Required work –
Reproduce the line that holds "Target: downspout" together with all the lines after it up to the end of the entries.

Data extracted from a collection:
--- START ---
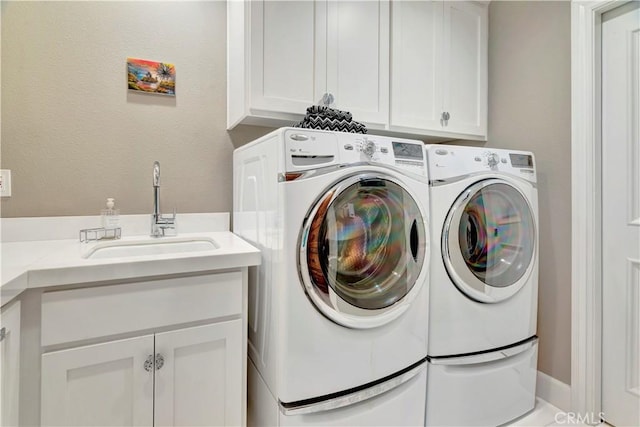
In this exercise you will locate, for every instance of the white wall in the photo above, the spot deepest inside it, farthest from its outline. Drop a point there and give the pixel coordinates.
(72, 133)
(530, 109)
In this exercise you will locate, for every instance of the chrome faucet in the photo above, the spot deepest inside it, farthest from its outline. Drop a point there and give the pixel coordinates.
(160, 226)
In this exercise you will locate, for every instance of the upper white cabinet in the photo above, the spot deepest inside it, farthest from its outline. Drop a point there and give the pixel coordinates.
(284, 56)
(408, 67)
(439, 68)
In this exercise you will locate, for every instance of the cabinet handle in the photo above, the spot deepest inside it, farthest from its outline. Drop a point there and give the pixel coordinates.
(159, 361)
(444, 118)
(148, 364)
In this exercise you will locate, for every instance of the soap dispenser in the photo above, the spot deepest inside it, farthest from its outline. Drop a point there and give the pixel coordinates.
(110, 216)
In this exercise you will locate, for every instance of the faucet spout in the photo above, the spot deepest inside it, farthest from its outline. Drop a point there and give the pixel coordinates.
(156, 190)
(160, 226)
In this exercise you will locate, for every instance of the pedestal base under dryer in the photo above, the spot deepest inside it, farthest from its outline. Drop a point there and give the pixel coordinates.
(487, 389)
(403, 405)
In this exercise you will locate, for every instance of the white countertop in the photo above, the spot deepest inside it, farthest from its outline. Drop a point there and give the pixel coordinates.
(46, 263)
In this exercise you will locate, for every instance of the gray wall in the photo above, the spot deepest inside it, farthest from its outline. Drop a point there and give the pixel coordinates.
(73, 135)
(530, 109)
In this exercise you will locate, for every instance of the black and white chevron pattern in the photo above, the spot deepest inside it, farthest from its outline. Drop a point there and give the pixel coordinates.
(322, 117)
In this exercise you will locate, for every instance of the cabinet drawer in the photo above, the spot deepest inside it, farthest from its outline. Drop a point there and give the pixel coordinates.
(82, 314)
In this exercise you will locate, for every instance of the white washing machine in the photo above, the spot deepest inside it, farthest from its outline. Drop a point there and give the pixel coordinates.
(339, 306)
(484, 285)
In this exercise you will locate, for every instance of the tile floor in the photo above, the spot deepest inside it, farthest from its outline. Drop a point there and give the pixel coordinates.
(547, 415)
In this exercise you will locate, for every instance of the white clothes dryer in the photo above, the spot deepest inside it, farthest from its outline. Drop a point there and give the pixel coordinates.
(339, 306)
(483, 286)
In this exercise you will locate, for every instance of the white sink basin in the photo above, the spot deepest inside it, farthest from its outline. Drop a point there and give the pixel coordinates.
(147, 247)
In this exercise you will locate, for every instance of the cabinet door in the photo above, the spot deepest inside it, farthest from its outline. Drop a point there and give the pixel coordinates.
(103, 384)
(201, 380)
(358, 58)
(286, 38)
(10, 363)
(416, 72)
(465, 67)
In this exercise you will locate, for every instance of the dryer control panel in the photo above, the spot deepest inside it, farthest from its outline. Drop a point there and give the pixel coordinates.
(448, 161)
(311, 149)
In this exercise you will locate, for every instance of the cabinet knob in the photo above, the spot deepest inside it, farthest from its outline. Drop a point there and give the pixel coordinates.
(159, 361)
(148, 363)
(327, 99)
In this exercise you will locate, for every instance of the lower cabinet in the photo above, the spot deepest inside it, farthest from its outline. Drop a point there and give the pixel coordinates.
(186, 377)
(10, 363)
(167, 352)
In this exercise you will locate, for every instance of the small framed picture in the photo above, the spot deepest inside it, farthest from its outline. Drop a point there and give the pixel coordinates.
(151, 76)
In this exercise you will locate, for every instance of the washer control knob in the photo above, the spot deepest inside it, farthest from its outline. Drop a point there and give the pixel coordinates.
(368, 148)
(493, 159)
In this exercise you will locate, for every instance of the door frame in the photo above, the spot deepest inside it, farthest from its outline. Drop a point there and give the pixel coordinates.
(586, 205)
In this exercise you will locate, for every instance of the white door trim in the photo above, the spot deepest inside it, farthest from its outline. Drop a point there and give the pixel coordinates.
(586, 199)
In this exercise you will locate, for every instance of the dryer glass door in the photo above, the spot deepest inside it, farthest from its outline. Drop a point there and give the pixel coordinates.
(489, 241)
(362, 249)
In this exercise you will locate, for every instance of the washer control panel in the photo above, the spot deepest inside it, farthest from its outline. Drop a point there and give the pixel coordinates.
(310, 149)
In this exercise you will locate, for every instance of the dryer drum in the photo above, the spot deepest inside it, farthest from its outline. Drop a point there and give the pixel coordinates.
(496, 235)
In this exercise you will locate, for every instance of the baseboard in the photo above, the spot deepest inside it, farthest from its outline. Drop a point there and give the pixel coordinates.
(553, 391)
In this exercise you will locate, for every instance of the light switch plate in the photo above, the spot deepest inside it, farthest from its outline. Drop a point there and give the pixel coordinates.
(5, 183)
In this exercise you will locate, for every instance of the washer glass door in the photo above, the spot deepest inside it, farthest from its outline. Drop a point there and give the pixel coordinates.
(489, 240)
(362, 250)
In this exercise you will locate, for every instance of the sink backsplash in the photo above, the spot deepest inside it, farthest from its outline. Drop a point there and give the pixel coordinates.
(68, 227)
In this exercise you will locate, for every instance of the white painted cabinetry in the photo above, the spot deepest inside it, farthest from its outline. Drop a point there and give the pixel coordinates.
(439, 68)
(408, 67)
(170, 352)
(284, 56)
(10, 363)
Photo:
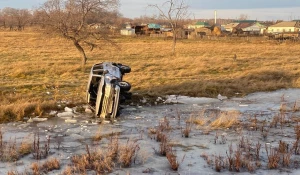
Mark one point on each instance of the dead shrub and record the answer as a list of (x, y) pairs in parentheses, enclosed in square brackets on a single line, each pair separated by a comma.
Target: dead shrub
[(25, 148), (186, 131), (273, 157), (128, 152), (219, 163), (49, 165), (35, 168), (40, 151), (172, 158)]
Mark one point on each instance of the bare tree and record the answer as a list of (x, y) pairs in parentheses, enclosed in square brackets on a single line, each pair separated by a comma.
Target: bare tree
[(12, 18), (80, 21), (173, 11)]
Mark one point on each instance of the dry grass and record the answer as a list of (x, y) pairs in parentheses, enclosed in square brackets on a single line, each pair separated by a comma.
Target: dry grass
[(37, 68), (225, 119)]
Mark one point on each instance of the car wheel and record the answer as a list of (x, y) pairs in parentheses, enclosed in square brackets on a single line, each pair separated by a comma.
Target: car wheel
[(124, 85)]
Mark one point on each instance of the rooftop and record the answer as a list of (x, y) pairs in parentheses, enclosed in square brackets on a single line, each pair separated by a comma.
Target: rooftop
[(285, 24)]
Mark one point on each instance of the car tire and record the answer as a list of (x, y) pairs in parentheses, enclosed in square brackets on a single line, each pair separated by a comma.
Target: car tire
[(124, 85)]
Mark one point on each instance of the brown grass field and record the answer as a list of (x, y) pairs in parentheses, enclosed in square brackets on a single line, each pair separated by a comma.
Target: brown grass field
[(37, 71)]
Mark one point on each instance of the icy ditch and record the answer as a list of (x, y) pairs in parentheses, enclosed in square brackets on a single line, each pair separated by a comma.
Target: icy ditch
[(70, 133)]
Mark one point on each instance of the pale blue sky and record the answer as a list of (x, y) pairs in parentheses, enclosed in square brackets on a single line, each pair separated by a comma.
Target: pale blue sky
[(255, 9)]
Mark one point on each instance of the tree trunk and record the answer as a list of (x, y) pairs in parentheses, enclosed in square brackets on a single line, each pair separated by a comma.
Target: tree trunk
[(174, 42), (81, 50)]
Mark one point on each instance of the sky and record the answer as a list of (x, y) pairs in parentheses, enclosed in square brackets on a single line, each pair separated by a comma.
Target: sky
[(199, 9)]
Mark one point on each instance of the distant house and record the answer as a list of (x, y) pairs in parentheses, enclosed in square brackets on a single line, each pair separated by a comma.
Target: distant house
[(151, 29), (229, 27), (199, 25), (285, 26), (129, 30), (251, 28)]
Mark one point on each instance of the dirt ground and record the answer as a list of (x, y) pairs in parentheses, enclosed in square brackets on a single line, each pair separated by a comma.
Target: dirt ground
[(220, 131)]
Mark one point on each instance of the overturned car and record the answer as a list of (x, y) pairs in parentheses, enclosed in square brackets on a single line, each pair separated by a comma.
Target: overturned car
[(106, 89)]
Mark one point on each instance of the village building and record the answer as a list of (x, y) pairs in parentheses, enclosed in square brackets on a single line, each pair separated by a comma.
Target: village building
[(198, 25), (285, 26)]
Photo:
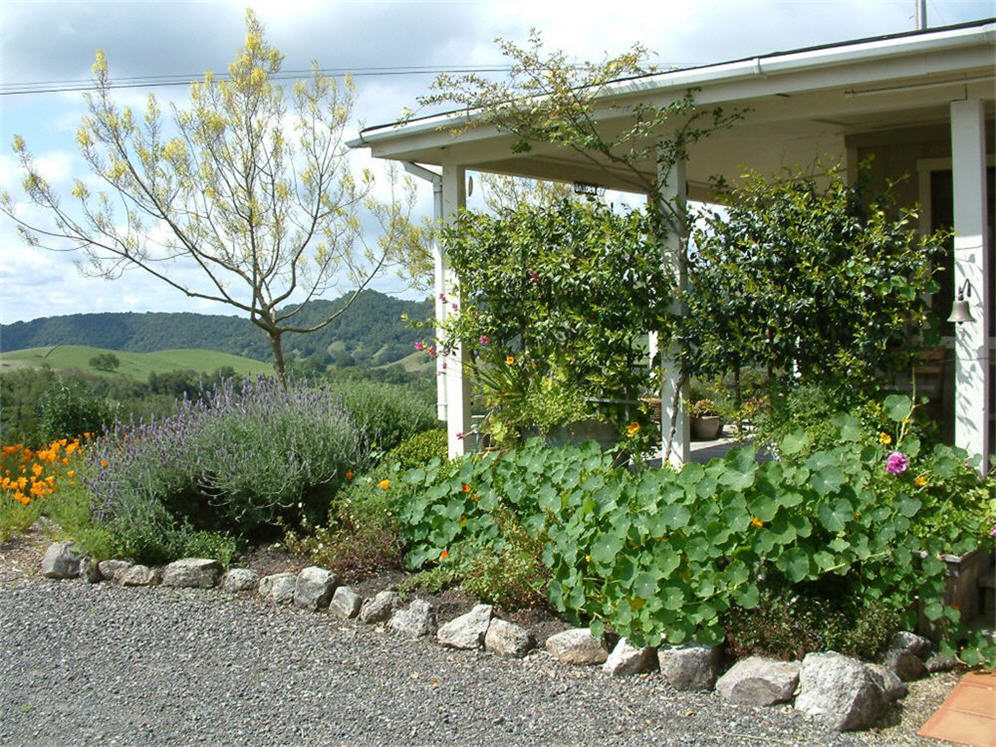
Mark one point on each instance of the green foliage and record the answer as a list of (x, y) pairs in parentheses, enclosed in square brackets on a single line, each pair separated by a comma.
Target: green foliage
[(105, 362), (385, 414), (69, 408), (549, 301), (791, 622), (828, 281), (419, 449), (661, 555)]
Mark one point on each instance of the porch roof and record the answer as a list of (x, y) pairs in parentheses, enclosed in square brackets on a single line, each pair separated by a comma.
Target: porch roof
[(797, 104)]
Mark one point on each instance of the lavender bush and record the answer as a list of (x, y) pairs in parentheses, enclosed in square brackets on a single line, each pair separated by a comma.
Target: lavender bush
[(234, 461)]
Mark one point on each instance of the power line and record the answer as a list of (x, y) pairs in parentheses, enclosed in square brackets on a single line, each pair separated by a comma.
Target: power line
[(158, 81)]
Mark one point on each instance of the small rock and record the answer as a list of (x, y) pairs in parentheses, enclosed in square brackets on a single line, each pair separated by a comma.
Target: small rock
[(907, 666), (936, 663), (627, 659), (892, 687), (314, 588), (139, 575), (194, 573), (109, 569), (90, 571), (381, 607), (508, 639), (577, 646), (418, 619), (840, 690), (907, 641), (466, 631), (345, 603), (240, 579), (62, 560), (278, 588), (689, 666), (759, 681)]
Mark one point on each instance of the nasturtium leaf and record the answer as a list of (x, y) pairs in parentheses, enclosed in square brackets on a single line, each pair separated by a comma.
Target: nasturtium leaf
[(794, 442)]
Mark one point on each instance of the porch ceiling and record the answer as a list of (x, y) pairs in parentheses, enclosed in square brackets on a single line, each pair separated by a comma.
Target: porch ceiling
[(796, 106)]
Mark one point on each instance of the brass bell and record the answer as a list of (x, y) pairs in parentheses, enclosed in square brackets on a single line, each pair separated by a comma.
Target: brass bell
[(960, 312)]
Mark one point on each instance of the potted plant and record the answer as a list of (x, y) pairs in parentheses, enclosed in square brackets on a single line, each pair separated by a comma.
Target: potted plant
[(705, 422)]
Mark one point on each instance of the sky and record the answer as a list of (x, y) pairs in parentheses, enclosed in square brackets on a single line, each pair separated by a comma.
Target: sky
[(51, 45)]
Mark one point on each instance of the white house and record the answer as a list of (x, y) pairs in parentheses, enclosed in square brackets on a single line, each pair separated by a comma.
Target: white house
[(921, 102)]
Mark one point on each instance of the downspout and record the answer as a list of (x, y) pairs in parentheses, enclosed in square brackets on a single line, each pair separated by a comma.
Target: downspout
[(437, 270)]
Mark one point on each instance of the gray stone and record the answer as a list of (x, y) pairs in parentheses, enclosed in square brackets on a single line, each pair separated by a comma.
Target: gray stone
[(937, 663), (577, 646), (892, 687), (380, 607), (840, 690), (62, 560), (240, 579), (345, 603), (627, 659), (90, 571), (907, 666), (466, 631), (690, 666), (195, 573), (508, 639), (759, 681), (915, 644), (139, 575), (278, 588), (314, 588), (418, 619), (109, 569)]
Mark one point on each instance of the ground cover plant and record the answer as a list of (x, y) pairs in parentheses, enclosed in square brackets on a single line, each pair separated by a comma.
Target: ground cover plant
[(659, 555)]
--- END ---
Exercise result –
Target: downspout
[(437, 270)]
Mark one point on each instance of the gray stone and record the answer as a list of (x, y) pairs in parentheses, enclosed in square brackets on a single line, each pair separated by a comma.
Target: gray stone
[(937, 663), (577, 646), (892, 687), (380, 607), (840, 690), (62, 560), (240, 579), (345, 603), (627, 659), (90, 571), (907, 666), (466, 631), (690, 666), (195, 573), (508, 639), (759, 681), (915, 644), (139, 575), (278, 588), (314, 588), (418, 619), (109, 569)]
Mark one point on each instance of the ground cover plant and record the answer as a list of (x, y) pairs in parentheses, enclosed in square brackets on a single line, each pair separated by a comma.
Target: ground cover plant
[(659, 555)]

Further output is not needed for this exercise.